Can you copy, unchanged, the rows from the one containing "Task: where can the blue" up to and including the one containing "x=1220, y=580"?

Start Data lines

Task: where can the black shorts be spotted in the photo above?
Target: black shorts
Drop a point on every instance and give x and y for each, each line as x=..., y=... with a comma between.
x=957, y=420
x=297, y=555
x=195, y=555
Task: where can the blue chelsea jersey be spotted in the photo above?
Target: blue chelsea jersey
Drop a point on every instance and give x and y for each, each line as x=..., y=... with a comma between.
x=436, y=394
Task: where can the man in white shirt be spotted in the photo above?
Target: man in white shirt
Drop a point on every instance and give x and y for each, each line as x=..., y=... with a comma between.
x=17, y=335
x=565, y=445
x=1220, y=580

End Data lines
Start Data lines

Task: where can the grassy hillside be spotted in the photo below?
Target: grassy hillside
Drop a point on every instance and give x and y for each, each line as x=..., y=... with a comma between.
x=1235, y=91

End Data lines

| Full response |
Task: where can the blue chelsea jersey be spotted in the photo above?
Target: blue chelsea jersey
Drop a point on every instance and give x and y for each, each line as x=..., y=... with a comma between.
x=436, y=394
Task: where can the man in white shirt be spotted in the photo above?
Target: man in white shirt
Drop a point on every instance and give x and y for each, each line as x=..., y=... with a comma between.
x=17, y=335
x=565, y=445
x=1220, y=580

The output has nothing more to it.